Exercise 1 >> In the extract on sales orders, what does the PARTY CONTACT MECHANISM store?

Page extract >>
-------------------------
Orders may be placed by an individual or an organization depending on the business requirements of the organization for whom the system is built. In mailorder catalog businesses, the order is usually placed by a person. In manufacturing firms, the order is usually placed by an organization. The order may also be placed by an agent or a broker of a party. The PARTY RELATIONSHIP entity can identify if certain types of parties are allowed to place an order for the enterprise, such as checking to see if a valid broker relationship exists.

The SALES ORDER is related to the CONTACT MECHANISM to maintain order confirmation or follow-up information. This information may or may not be different from the party's contact information that is stored in the PARTY CONTACT MECHANISM, which stores all the default contact information for a party. The PARTY CONTACT MECHANISM information could serve to warn if a new contact mechanism is used for an order. A party could elect to designate the contact mechanism that placed the order for order confirmation purposes that they do not want in their contact information. An example of this could be a temporary location that is only for the purpose of the order and not for ongoing contact information purposes.
-------------------------
[Raw records]

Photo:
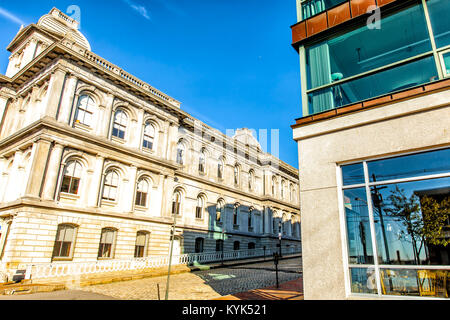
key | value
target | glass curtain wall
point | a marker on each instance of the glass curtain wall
(397, 216)
(368, 62)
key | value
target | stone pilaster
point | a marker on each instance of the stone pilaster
(41, 149)
(53, 171)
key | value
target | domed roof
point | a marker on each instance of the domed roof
(59, 23)
(246, 137)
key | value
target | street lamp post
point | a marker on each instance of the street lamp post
(172, 235)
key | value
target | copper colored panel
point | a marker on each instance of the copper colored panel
(339, 14)
(408, 93)
(316, 24)
(360, 7)
(350, 108)
(299, 32)
(377, 101)
(383, 2)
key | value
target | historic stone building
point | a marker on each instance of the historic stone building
(95, 164)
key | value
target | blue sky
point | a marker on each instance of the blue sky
(229, 62)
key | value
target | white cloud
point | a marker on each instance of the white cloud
(138, 8)
(11, 17)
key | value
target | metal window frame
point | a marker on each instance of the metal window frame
(377, 266)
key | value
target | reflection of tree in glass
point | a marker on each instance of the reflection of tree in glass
(424, 219)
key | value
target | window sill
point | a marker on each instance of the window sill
(69, 196)
(82, 126)
(56, 259)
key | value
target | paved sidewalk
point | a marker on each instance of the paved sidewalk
(292, 290)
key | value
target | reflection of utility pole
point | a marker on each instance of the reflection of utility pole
(172, 239)
(377, 200)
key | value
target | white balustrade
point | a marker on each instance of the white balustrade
(64, 269)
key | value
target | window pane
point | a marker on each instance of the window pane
(313, 7)
(403, 35)
(384, 82)
(358, 227)
(415, 165)
(411, 221)
(424, 283)
(363, 280)
(439, 12)
(353, 174)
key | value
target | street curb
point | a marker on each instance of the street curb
(23, 288)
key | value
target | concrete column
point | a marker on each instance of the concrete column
(95, 187)
(41, 149)
(128, 194)
(52, 173)
(106, 118)
(68, 101)
(55, 90)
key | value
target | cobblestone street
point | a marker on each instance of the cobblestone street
(203, 285)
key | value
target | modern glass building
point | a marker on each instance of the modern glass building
(374, 147)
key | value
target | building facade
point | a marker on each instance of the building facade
(95, 164)
(373, 145)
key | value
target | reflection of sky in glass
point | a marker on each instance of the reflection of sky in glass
(353, 174)
(358, 227)
(410, 166)
(398, 241)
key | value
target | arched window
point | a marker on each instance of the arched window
(85, 110)
(220, 210)
(71, 178)
(202, 161)
(149, 136)
(111, 186)
(141, 248)
(142, 191)
(236, 174)
(120, 124)
(220, 167)
(64, 243)
(176, 202)
(251, 180)
(107, 243)
(200, 207)
(199, 244)
(180, 153)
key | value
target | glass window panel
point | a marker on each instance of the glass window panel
(363, 280)
(402, 35)
(416, 165)
(313, 7)
(358, 226)
(374, 85)
(439, 12)
(353, 174)
(446, 57)
(411, 222)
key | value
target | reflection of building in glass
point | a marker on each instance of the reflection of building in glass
(371, 95)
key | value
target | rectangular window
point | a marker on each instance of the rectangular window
(377, 84)
(107, 242)
(312, 7)
(406, 200)
(63, 243)
(363, 53)
(439, 12)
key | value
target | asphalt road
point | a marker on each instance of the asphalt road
(200, 285)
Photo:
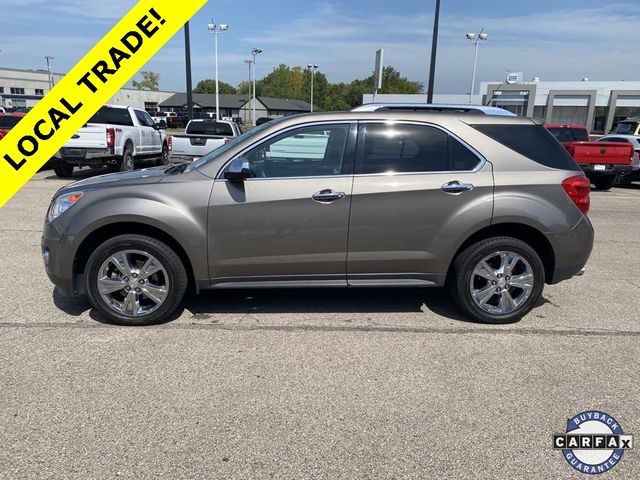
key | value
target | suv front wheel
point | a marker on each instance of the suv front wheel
(135, 280)
(497, 280)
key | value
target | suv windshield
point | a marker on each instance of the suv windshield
(626, 128)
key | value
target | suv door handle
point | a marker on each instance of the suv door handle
(328, 196)
(456, 187)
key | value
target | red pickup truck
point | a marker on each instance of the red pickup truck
(602, 162)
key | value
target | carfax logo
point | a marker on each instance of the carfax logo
(594, 442)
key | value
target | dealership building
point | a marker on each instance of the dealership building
(599, 105)
(25, 88)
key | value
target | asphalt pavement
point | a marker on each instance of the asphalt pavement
(358, 384)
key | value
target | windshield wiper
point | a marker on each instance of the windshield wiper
(176, 169)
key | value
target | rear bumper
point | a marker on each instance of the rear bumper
(79, 155)
(572, 251)
(610, 170)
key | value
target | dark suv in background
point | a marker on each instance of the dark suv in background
(491, 206)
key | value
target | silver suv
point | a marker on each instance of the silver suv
(491, 206)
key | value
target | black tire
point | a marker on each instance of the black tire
(62, 169)
(127, 162)
(176, 280)
(604, 183)
(164, 159)
(462, 274)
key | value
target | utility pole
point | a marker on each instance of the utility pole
(434, 52)
(187, 54)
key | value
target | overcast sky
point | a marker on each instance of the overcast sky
(554, 40)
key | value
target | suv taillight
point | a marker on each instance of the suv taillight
(579, 188)
(111, 137)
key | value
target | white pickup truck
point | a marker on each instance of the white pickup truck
(116, 136)
(203, 136)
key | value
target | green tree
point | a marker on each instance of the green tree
(150, 81)
(209, 86)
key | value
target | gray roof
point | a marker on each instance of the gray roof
(232, 101)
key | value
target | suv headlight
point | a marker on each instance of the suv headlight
(62, 203)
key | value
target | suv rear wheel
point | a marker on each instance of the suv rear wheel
(135, 280)
(497, 280)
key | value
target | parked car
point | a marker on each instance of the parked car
(263, 120)
(634, 174)
(201, 137)
(630, 126)
(491, 206)
(115, 136)
(8, 121)
(602, 162)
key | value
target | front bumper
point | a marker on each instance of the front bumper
(572, 251)
(58, 254)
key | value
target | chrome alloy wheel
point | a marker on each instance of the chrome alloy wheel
(133, 283)
(501, 282)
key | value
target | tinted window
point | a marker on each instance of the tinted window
(113, 116)
(413, 148)
(8, 121)
(626, 128)
(566, 134)
(304, 152)
(532, 141)
(209, 128)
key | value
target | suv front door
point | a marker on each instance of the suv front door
(289, 222)
(418, 192)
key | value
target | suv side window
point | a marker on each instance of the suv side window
(144, 118)
(303, 152)
(403, 148)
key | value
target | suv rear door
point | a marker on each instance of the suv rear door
(290, 221)
(418, 192)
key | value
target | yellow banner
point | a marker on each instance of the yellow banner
(87, 87)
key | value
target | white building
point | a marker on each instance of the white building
(25, 88)
(599, 105)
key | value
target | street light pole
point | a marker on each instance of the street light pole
(255, 52)
(476, 39)
(313, 69)
(434, 51)
(48, 58)
(249, 62)
(214, 28)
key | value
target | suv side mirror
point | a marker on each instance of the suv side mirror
(238, 170)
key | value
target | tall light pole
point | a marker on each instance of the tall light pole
(255, 52)
(249, 62)
(434, 52)
(476, 39)
(212, 27)
(48, 58)
(313, 69)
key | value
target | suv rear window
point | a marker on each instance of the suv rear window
(568, 134)
(113, 116)
(532, 141)
(209, 128)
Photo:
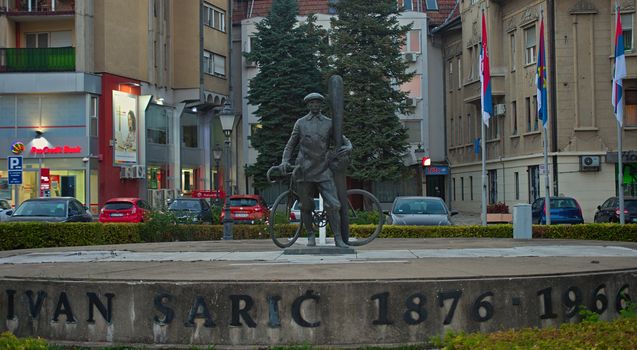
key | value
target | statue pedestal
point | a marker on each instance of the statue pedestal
(318, 250)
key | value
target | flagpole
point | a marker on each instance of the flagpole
(619, 74)
(542, 105)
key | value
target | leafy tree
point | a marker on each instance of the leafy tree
(366, 51)
(288, 56)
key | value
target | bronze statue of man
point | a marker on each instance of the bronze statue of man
(315, 161)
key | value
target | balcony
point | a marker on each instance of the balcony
(52, 59)
(17, 8)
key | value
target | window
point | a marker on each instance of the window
(214, 64)
(529, 39)
(474, 56)
(516, 179)
(189, 130)
(493, 186)
(406, 4)
(512, 52)
(535, 113)
(630, 113)
(627, 31)
(431, 5)
(157, 126)
(514, 118)
(459, 72)
(37, 40)
(92, 114)
(450, 84)
(528, 113)
(215, 17)
(412, 43)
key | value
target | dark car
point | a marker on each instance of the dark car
(564, 210)
(57, 209)
(609, 211)
(425, 211)
(125, 209)
(247, 209)
(191, 210)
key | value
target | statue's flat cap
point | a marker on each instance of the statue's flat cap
(313, 96)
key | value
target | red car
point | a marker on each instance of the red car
(247, 209)
(125, 210)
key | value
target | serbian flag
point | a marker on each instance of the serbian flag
(485, 77)
(620, 71)
(540, 79)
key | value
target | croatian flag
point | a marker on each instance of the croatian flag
(620, 71)
(540, 78)
(485, 77)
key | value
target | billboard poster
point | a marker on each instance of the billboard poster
(125, 131)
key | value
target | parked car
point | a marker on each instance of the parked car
(564, 210)
(125, 210)
(5, 209)
(295, 212)
(191, 210)
(609, 210)
(56, 209)
(417, 210)
(247, 209)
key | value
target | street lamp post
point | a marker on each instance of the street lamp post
(226, 116)
(419, 153)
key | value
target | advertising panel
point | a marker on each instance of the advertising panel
(125, 130)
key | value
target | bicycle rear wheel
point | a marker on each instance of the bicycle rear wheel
(285, 225)
(364, 208)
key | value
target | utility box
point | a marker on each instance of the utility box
(522, 223)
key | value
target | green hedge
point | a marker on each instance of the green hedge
(41, 235)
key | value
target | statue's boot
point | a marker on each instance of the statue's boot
(335, 223)
(309, 227)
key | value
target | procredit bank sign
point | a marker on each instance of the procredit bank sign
(64, 149)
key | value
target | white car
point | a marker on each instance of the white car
(5, 209)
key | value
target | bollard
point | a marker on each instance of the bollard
(522, 221)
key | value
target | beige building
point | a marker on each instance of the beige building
(63, 61)
(582, 130)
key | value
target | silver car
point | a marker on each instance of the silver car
(420, 211)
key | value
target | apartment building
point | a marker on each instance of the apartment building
(111, 98)
(425, 118)
(582, 130)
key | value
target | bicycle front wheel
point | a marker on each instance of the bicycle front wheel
(285, 223)
(364, 208)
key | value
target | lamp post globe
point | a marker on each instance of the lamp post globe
(226, 116)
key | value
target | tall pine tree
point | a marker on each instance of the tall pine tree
(288, 56)
(366, 51)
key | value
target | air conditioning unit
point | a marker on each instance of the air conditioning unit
(410, 57)
(138, 171)
(500, 109)
(125, 172)
(589, 163)
(250, 63)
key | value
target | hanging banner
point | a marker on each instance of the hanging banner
(125, 131)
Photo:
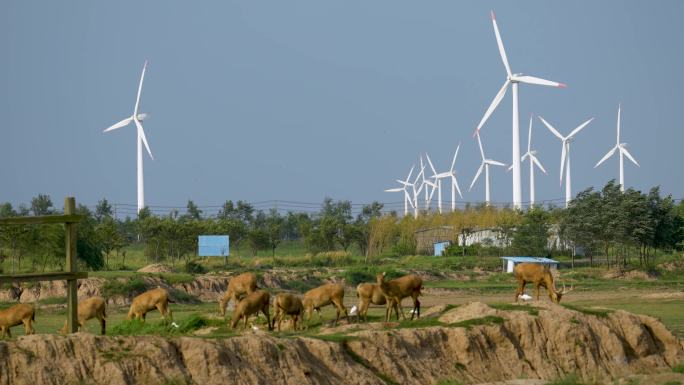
-------------------------
Exercise 2 >> Gather every line of the records that contains the string "unit".

Task answer 1 >> It stores all the default contact information for a party.

Task answer 2 >>
target | air conditioning unit
point | a marker on each instance of the air conditioning unit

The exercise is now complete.